-- Available data follows --
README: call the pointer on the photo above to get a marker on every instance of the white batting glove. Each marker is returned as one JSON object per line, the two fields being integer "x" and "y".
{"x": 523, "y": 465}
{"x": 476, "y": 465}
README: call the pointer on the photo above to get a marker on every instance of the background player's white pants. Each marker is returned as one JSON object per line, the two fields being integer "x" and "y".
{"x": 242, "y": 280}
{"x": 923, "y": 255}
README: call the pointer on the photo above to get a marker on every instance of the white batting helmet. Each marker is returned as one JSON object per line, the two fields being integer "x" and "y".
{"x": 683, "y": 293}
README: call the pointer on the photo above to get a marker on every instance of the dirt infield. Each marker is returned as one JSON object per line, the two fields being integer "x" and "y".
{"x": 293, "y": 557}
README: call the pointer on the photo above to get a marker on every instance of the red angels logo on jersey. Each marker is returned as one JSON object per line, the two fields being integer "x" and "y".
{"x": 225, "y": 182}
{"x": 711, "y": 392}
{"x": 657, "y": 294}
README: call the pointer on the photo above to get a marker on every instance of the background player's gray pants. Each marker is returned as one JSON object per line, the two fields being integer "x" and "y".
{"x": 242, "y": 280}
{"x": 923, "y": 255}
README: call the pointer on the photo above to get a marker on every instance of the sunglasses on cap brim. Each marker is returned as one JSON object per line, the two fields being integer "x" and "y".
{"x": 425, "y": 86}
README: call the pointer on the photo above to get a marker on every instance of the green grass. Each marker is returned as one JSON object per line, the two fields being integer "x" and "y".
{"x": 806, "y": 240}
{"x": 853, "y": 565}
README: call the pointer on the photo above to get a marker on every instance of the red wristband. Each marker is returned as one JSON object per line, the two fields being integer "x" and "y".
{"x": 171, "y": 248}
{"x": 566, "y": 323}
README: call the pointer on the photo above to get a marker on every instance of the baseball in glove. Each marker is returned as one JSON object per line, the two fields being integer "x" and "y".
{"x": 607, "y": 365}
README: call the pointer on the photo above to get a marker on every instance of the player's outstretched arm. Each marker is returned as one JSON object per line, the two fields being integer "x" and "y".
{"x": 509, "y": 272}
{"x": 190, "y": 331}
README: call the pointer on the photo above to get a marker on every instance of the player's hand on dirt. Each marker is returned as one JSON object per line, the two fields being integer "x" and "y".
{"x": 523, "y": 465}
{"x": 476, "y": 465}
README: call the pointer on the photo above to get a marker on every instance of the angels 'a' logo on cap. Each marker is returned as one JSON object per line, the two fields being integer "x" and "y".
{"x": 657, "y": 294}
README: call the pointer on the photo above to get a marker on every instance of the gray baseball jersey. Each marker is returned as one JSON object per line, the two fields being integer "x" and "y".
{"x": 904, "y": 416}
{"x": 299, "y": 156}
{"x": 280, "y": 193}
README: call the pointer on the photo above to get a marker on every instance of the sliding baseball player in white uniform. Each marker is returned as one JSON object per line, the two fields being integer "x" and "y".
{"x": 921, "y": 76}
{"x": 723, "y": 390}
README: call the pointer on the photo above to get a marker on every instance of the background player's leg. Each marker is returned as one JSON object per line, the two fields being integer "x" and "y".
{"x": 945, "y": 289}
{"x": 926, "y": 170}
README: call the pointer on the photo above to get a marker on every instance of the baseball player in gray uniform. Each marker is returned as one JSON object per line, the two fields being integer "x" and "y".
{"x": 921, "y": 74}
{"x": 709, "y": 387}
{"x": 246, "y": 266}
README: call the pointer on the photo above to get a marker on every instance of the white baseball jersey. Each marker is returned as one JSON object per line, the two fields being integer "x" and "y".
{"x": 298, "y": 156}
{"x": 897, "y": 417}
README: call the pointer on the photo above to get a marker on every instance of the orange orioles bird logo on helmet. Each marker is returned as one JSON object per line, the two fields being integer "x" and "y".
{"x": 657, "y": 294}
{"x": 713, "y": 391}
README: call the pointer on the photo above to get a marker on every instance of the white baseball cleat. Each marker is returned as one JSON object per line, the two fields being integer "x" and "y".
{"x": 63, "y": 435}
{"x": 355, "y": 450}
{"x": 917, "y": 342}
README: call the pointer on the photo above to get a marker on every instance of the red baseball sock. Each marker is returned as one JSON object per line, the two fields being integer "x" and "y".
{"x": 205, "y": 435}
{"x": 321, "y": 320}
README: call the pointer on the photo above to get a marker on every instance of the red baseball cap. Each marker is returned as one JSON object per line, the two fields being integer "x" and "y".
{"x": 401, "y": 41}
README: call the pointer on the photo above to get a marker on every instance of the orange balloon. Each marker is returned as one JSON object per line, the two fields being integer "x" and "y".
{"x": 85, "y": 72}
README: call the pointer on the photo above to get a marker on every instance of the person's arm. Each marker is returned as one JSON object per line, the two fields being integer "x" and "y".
-- Available data concluded --
_Task item:_ Output the whole listing word for word.

_Task result:_
README: call the pointer on the photo above to get a marker on every instance of the white batting glove. Each marker is returned as one JSON object per line, the two fields being integer "x" and "y".
{"x": 523, "y": 465}
{"x": 476, "y": 465}
README: call the pointer on the photo above to get a marker on every instance of the background player's white pants. Each marker is returned as one JSON object per line, the two fields being integer "x" and "y".
{"x": 242, "y": 280}
{"x": 923, "y": 255}
README: call the pointer on the photo above to get a marker on every instance of the white batting helmet. Each marker is returned as one JSON object per line, the two fields being integer "x" and "y".
{"x": 683, "y": 293}
README: call the pointer on the photo above to get a marker on every instance of the dirt infield. Each marker is returned as one JSON object per line, the two fields being integer "x" and "y".
{"x": 293, "y": 557}
README: call the pointer on the photo above to get a marker on every instance of the red angels logo on jersey. Each marker is returned as one JSON object per line, the two fields being integer "x" and "y".
{"x": 225, "y": 182}
{"x": 711, "y": 392}
{"x": 657, "y": 294}
README: call the pointer on the photo above to get a marker on every instance of the background player's gray pants. Each marker is returned as one JSON object per line, the two fields being integer "x" and "y".
{"x": 242, "y": 280}
{"x": 923, "y": 255}
README: call the pointer on the photo above to get a marker on every instance of the sunglasses on cap brim. Each marker is returned as one JSON object per line, the two fields being integer "x" and "y".
{"x": 425, "y": 86}
README: call the pointer on the photo above to get a marker on every instance of the green grass. Each marker is returned as one JSON object per line, the two fields being integer "x" and "y".
{"x": 806, "y": 240}
{"x": 853, "y": 565}
README: call the pointer on the photo above to get a marker on every instance of the red wristband. Each marker is returned as one JSON object per line, the two fields being integer "x" and "y".
{"x": 171, "y": 248}
{"x": 566, "y": 323}
README: call the pointer on the photo above to get a marker on every instance of the baseball in glove. Each marker is returned as one JSON object per line, the two fields being integer "x" and "y".
{"x": 607, "y": 365}
README: call the pointer on the photo above to get a marker on every instance of the player's outstretched arm. Each marker is returned as one JSON object per line, the two fields being integer "x" and "y".
{"x": 509, "y": 272}
{"x": 190, "y": 331}
README: call the pointer on the photo above to get a marker on every instance of the player's hand on dirt. Each marker is returned as one JSON object per line, the two fields being integer "x" and "y".
{"x": 523, "y": 465}
{"x": 476, "y": 465}
README: call the pointer on the photo above to get a marker on every instance of the angels 'a' logo on cap. Each marker is returned as one JSON object per line, the two fields being integer "x" and "y".
{"x": 657, "y": 294}
README: call the pointer on the photo above to get a marker on every instance of the gray baseball jersey. Each marker is returned as one JSON object per line, the two fields being integer "x" and "y".
{"x": 904, "y": 416}
{"x": 299, "y": 156}
{"x": 280, "y": 193}
README: call the pointer on the photo above to get a marker on every instance of the sliding baseball player in white uniform. Each marker is returned as one JSON object per line, the two fields being integer "x" and "y".
{"x": 921, "y": 76}
{"x": 723, "y": 390}
README: call the pointer on the photo above to get a marker on every instance of the background player's leg. Each marker is returned as one JSON object per line, the two fields being integer "x" and "y".
{"x": 945, "y": 289}
{"x": 926, "y": 170}
README: call the pointer on the photo above to get a marker on every instance of the baseball player in gray uniform. Each marker is returned as one JSON object per line, the two fields being integer "x" and "y".
{"x": 921, "y": 74}
{"x": 709, "y": 387}
{"x": 246, "y": 266}
README: call the pointer on the photo above to get a marker on every instance of the white baseball jersey. Each marker is returned as one JSON object per line, the two fields being integer "x" and "y".
{"x": 298, "y": 156}
{"x": 897, "y": 417}
README: call the pointer on the photo above to get a marker on every instance of the orange orioles bird logo on helmet. Each marker is returned as one JSON object per line, the two fields being integer "x" and "y".
{"x": 657, "y": 294}
{"x": 713, "y": 391}
README: call the pointer on the photo above to get a marker on every instance of the white baseball cleat. Each marker is returned as one JSON object per line, the two fields being integer "x" and "y".
{"x": 63, "y": 435}
{"x": 355, "y": 450}
{"x": 917, "y": 342}
README: call the pointer on the photo above to get a marker on every instance of the red baseball sock. Each marker is returned as one JSON object per line, the two fields being integer "x" and "y".
{"x": 205, "y": 435}
{"x": 321, "y": 320}
README: call the pointer on the photo above to get a marker on every instance of the red baseball cap. Each marker is returned as one JSON object per line, the two fields being integer "x" and "y".
{"x": 401, "y": 41}
README: call the pointer on the photo above to get a marker on every instance of the orange balloon. Each marker is returned as one JSON object per line, the two fields being integer "x" and "y".
{"x": 85, "y": 72}
README: call the pointer on the photo above to get a marker on every instance of the person's arm. Each marker is returned as one JSON object per line, the two fields being integer "x" and "y".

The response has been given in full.